§ **RECORDS SUPPLIED**:

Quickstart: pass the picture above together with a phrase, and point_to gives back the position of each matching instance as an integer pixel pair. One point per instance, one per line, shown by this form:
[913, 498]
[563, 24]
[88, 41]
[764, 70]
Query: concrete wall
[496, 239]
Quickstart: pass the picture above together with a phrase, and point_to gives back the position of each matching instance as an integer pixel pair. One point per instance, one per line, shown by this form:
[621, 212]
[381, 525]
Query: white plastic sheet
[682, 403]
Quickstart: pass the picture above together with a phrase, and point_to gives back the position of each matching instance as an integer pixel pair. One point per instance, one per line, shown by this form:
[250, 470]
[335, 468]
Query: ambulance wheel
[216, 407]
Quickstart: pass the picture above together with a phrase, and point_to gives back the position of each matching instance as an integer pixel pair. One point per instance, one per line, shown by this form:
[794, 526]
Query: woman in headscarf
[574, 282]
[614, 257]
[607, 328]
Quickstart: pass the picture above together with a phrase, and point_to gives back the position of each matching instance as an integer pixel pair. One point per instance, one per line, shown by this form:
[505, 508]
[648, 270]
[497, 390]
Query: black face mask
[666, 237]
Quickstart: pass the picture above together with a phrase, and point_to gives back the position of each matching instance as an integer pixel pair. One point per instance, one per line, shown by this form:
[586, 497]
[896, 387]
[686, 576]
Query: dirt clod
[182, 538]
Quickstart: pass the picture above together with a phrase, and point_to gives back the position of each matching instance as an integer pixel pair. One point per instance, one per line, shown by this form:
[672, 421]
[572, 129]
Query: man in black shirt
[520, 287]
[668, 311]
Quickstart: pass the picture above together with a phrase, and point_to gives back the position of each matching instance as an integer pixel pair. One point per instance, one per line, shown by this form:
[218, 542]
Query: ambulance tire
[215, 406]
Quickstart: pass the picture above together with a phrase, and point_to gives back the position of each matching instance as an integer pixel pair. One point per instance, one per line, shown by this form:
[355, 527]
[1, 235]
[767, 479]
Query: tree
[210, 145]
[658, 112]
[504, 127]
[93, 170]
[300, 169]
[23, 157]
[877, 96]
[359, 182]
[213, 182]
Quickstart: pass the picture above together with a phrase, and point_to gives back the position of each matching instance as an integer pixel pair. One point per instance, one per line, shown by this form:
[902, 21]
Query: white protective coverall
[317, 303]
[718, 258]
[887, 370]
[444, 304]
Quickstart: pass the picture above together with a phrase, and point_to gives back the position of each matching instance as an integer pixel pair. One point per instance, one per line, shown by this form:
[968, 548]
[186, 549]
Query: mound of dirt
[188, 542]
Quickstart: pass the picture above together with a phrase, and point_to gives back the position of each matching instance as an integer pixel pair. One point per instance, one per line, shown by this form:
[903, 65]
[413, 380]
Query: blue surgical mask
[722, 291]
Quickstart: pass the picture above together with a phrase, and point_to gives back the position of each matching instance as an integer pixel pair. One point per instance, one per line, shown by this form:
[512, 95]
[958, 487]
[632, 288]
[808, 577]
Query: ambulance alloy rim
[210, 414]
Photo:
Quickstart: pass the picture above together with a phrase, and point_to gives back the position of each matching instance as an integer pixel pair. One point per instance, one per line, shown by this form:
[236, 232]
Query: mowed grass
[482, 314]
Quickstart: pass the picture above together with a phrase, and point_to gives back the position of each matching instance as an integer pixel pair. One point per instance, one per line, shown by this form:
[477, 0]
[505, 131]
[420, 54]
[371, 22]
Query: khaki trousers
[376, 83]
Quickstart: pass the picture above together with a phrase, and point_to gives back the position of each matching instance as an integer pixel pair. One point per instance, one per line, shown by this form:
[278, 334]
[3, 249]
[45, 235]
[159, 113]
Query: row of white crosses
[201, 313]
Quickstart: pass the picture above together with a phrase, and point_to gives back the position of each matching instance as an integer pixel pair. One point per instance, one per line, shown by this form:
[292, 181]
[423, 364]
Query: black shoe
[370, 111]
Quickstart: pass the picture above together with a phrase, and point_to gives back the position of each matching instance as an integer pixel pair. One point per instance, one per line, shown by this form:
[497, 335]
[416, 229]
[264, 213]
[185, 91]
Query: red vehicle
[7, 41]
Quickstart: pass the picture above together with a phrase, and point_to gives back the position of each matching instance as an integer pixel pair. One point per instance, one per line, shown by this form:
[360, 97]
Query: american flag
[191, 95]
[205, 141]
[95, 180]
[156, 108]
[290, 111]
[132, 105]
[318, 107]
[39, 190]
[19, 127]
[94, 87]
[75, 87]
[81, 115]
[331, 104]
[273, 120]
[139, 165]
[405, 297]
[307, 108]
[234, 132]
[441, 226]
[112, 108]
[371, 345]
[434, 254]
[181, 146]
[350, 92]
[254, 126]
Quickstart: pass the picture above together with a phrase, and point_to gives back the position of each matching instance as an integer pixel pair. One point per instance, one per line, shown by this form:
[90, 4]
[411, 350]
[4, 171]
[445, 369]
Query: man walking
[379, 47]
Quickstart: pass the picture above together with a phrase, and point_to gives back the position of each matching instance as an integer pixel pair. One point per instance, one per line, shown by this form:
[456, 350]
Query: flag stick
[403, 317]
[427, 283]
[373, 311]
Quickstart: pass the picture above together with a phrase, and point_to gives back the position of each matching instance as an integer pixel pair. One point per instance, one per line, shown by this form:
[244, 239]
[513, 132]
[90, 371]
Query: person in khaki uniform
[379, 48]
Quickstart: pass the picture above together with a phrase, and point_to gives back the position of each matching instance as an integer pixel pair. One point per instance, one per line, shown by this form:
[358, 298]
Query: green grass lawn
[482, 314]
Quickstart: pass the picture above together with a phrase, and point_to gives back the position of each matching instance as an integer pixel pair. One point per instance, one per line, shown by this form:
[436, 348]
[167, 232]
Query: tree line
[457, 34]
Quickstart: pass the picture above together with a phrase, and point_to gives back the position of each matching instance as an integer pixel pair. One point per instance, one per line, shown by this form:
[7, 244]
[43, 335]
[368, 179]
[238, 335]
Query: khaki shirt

§ **EXERCISE OBJECTIVE**:
Transcribe all entries exactly as they are given.

§ **TASK ANSWER**:
Quickstart: pass the picture above together with a phrase, and point_to gives back the position of each matching instance as an integer pixel pair. One point per instance, one per line, shown by this form:
[913, 498]
[563, 24]
[88, 41]
[764, 70]
Query: concrete wall
[496, 239]
Quickstart: pass the picture above together with a phrase, and point_to gives back the position of each matching instance as an integer pixel pair. One point per instance, one per line, shown by this form:
[621, 212]
[381, 525]
Query: white plastic sheet
[682, 403]
Quickstart: pass the picture above together with a phrase, and point_to gives back the position of each matching instance as an integer pixel pair. One point per instance, one per line, shown by this form:
[250, 470]
[335, 468]
Query: ambulance wheel
[216, 407]
Quickstart: pass the picture above together with a phrase, and point_to gives back the position of each matching instance as an integer pixel pair. One point per instance, one per line, shown by this form:
[794, 526]
Query: woman in headscarf
[574, 282]
[614, 257]
[607, 328]
Quickstart: pass the picture above together with a phrase, and point_to gives back the position of each matching instance as an integer pixel pair. One point per instance, one per line, shown by this form:
[505, 508]
[648, 270]
[497, 390]
Query: black face mask
[666, 237]
Quickstart: pass the picture above together with a phrase, and point_to gives back the position of each matching instance as an integer pixel pair. One point per instance, one per line, shown by this form:
[586, 497]
[896, 387]
[686, 576]
Query: dirt clod
[182, 538]
Quickstart: pass the picture above together with a phrase, and point_to gives back the position of each matching instance as an integer pixel pair. One point per instance, one per line, shown by this form:
[672, 421]
[572, 129]
Query: man in black shirt
[520, 287]
[668, 311]
Quickstart: pass the picture above together with a phrase, and point_to gives back the position of each matching instance as an integer pixel pair. One point per instance, one per line, shown by this form:
[218, 542]
Query: ambulance tire
[215, 406]
Quickstart: pass the picture above together with a phrase, and point_to gives back the position of each matching instance as an integer pixel pair. One point per instance, one per line, shown by this form:
[355, 527]
[1, 235]
[767, 479]
Query: tree
[210, 145]
[658, 112]
[504, 127]
[93, 170]
[300, 169]
[23, 157]
[877, 96]
[359, 182]
[213, 182]
Quickstart: pass the picture above together with a phrase, and point_to gives back the position of each matching instance as an integer pixel pair. One point per instance, one per line, shown by this form:
[902, 21]
Query: white protective coverall
[317, 303]
[718, 258]
[887, 370]
[444, 304]
Quickstart: pass the picture above together with a phrase, and point_to gives back the position of each matching instance as an integer pixel pair. One point per instance, one per line, shown by this form:
[968, 548]
[186, 549]
Query: mound of dirt
[188, 542]
Quickstart: pass the picture above together with a phrase, and point_to gives back the position of each matching instance as an integer pixel pair. One point per instance, one per line, shown by this form:
[903, 65]
[413, 380]
Query: blue surgical mask
[722, 291]
Quickstart: pass the picture above together with a phrase, and point_to gives back the position of each matching instance as an integer pixel pair. One point per instance, one per line, shown by this form:
[512, 95]
[958, 487]
[632, 288]
[808, 577]
Query: ambulance alloy rim
[210, 414]
Photo:
Quickstart: pass the picture above together with a phrase, and point_to gives back the position of each matching instance as an integer pixel pair. One point per instance, one per line, shown by this form:
[236, 232]
Query: mowed grass
[482, 314]
Quickstart: pass the picture above together with a phrase, and point_to gives back the position of each matching instance as an integer pixel pair. One point per instance, one per line, shown by this form:
[477, 0]
[505, 131]
[420, 54]
[371, 22]
Query: khaki trousers
[376, 83]
Quickstart: pass the picture above together with a phrase, and point_to gives back the position of each matching instance as an integer pixel pair. One point per instance, one per line, shown by this form:
[278, 334]
[3, 249]
[45, 235]
[159, 113]
Query: row of white crosses
[201, 313]
Quickstart: pass the picture above together with a phrase, and point_to gives back the position of each matching instance as an integer pixel pair. One point per instance, one per line, shown by this form:
[292, 181]
[423, 364]
Query: black shoe
[370, 111]
Quickstart: pass the picture above together with a phrase, and point_to gives back the position of each matching instance as an integer pixel pair. One point per instance, one per line, shown by this form:
[497, 335]
[416, 229]
[264, 213]
[185, 91]
Query: red vehicle
[7, 41]
Quickstart: pass the picture above together with a phrase, and point_to gives back the position of each matching instance as an integer pixel pair. One point per instance, one per line, shown by this form:
[360, 97]
Query: american flag
[191, 95]
[205, 141]
[95, 180]
[156, 108]
[290, 111]
[132, 105]
[318, 107]
[39, 190]
[19, 127]
[94, 87]
[75, 87]
[81, 115]
[331, 104]
[273, 120]
[139, 165]
[405, 297]
[307, 108]
[234, 132]
[441, 226]
[112, 108]
[371, 345]
[434, 254]
[181, 146]
[350, 92]
[254, 126]
Quickstart: pass the picture above together with a phrase, and point_to gives back the position of each matching instance as an integer pixel pair. One point per instance, one per line, shown by this form:
[90, 4]
[411, 350]
[4, 171]
[445, 369]
Query: man walking
[379, 47]
Quickstart: pass the picture above together with a phrase, and point_to gives back the position of each matching instance as an integer pixel pair. One point per instance, one per line, shown by this form:
[456, 350]
Query: flag stick
[403, 317]
[427, 283]
[373, 311]
Quickstart: pass the picture above together with a phrase, and point_to gives back the position of each matching instance as an integer pixel pair. One point per instance, one per line, shown by this form:
[244, 239]
[513, 132]
[90, 371]
Query: person in khaki uniform
[379, 48]
Quickstart: pass the picture above together with a phrase, and point_to gives back the position of each matching instance as an integer pixel pair. One point per instance, one per line, shown by this form:
[358, 298]
Query: green grass lawn
[482, 314]
Quickstart: pass the picture above together with a phrase, and point_to gives back the position of each matching instance as an integer pixel pair. One point per instance, one per line, shown by this form:
[436, 348]
[167, 232]
Query: tree line
[457, 34]
Quickstart: pass the picture above together with a phrase, and point_to gives back the position of each matching instance as an integer pixel pair. One point per instance, one per line, shown by this form:
[7, 244]
[43, 335]
[368, 179]
[238, 335]
Query: khaki shirt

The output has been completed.